— Start Supplied material —

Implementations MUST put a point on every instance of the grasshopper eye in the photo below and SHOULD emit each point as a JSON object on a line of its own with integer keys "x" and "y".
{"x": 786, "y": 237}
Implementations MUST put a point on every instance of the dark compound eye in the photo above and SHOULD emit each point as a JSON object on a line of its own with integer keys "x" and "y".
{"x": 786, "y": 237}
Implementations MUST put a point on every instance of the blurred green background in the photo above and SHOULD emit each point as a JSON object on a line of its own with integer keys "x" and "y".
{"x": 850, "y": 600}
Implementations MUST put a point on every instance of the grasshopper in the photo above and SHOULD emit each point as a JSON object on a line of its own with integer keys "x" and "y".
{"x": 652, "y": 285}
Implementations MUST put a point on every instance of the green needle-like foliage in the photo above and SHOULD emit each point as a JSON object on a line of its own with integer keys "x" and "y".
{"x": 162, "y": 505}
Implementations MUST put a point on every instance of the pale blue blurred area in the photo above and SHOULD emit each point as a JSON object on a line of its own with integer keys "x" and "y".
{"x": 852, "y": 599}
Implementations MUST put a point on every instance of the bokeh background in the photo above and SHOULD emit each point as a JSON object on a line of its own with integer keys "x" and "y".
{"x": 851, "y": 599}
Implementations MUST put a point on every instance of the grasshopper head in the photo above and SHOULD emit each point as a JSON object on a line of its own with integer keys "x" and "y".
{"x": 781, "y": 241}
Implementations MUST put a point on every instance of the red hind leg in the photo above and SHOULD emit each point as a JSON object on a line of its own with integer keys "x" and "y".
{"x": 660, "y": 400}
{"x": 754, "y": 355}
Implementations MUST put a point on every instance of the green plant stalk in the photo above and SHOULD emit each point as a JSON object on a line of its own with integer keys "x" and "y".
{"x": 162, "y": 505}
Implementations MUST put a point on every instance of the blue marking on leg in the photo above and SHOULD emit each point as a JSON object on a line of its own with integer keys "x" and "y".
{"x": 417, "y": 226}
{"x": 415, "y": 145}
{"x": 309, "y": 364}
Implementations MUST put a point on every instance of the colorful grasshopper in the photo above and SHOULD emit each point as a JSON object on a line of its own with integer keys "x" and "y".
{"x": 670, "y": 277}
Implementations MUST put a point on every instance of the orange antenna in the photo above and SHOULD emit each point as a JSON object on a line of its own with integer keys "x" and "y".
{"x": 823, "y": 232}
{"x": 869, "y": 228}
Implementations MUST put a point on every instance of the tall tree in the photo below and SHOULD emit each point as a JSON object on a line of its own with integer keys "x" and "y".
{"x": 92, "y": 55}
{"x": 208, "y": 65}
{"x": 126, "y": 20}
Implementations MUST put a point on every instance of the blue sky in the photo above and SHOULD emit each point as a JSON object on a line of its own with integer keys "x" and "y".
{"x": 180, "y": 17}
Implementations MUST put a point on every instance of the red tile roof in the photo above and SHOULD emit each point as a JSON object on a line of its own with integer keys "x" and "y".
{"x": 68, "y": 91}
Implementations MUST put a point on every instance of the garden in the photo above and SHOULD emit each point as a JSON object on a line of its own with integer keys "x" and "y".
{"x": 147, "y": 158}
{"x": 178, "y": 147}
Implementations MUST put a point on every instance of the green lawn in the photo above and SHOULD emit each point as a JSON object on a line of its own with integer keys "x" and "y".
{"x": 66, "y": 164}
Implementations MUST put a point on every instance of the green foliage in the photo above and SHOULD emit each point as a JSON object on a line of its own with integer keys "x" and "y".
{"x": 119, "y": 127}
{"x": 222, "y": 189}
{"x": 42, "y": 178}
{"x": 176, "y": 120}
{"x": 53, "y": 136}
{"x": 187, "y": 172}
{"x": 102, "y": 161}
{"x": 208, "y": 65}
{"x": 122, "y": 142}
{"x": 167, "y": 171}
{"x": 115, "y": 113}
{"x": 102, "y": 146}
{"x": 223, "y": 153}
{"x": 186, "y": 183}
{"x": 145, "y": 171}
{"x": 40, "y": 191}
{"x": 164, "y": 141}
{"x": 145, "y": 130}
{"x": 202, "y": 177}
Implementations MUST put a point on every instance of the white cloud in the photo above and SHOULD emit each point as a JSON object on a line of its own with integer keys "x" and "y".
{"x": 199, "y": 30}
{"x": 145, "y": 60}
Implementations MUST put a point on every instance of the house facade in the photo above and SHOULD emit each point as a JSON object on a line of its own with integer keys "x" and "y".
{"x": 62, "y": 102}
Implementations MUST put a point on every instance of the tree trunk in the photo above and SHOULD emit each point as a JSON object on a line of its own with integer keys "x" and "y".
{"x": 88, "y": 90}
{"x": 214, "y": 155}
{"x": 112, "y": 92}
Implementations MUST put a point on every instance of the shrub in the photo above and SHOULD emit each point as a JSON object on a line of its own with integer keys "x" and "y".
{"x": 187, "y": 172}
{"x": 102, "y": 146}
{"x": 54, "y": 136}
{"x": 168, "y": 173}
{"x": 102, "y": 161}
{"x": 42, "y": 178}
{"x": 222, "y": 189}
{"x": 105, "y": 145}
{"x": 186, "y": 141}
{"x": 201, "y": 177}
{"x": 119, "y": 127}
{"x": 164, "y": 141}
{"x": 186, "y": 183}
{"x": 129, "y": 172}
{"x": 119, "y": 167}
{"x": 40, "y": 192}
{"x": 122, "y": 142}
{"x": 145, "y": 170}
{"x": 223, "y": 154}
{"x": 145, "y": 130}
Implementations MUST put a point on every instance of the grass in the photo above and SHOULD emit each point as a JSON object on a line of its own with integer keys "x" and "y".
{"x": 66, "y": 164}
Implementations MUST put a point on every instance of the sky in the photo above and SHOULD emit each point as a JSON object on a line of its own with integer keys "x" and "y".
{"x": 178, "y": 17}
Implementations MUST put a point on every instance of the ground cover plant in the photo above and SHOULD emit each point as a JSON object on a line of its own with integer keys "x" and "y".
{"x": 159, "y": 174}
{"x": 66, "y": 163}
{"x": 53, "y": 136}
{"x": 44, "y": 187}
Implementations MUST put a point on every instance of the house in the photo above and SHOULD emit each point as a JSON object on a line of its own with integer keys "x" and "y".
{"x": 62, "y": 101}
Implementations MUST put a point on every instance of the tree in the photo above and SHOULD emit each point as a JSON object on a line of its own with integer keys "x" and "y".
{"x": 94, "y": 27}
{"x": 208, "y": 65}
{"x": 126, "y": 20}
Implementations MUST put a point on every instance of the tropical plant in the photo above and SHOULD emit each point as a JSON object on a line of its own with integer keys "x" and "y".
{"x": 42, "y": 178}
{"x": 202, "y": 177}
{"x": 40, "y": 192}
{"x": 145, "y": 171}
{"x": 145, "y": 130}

— End Supplied material —

— Instructions to follow —
Could you quote, exactly as they appear, the line containing "the grass in" and every line after it to the end of the records above?

— Complete answer —
Implementations MUST put a point on every instance of the grass in the photo above and SHOULD emit each point as a JSON object on a line of its own with integer keys "x" and "y".
{"x": 66, "y": 164}
Implementations MUST put a point on every instance of the sky in the photo above and SHOULD emit each point as a JSON object on a line of its own with integer keys "x" and "y".
{"x": 178, "y": 17}
Implementations MUST put a point on every instance of the ground cover plant in the photo above and SHOULD emit each point as a JSON object on a line of its own with integer keys "x" and "y".
{"x": 159, "y": 174}
{"x": 66, "y": 163}
{"x": 53, "y": 136}
{"x": 44, "y": 187}
Implementations MUST put a point on every instance of the house in the photo above and SHOULD emit each point as a JSON object on a line of its own with integer keys "x" and "y".
{"x": 62, "y": 101}
Implementations MUST put a point on every instance of the tree in the photo above and SHOULD emit each point as a JSON object on a line of its own with integer keys "x" and "y".
{"x": 94, "y": 27}
{"x": 208, "y": 65}
{"x": 126, "y": 20}
Implementations MUST put a point on every instance of the tropical plant in the photo above and SHOULD emit each point as a JSON object on a line of its own with integer keys "x" and "y".
{"x": 42, "y": 178}
{"x": 202, "y": 177}
{"x": 40, "y": 192}
{"x": 145, "y": 171}
{"x": 145, "y": 130}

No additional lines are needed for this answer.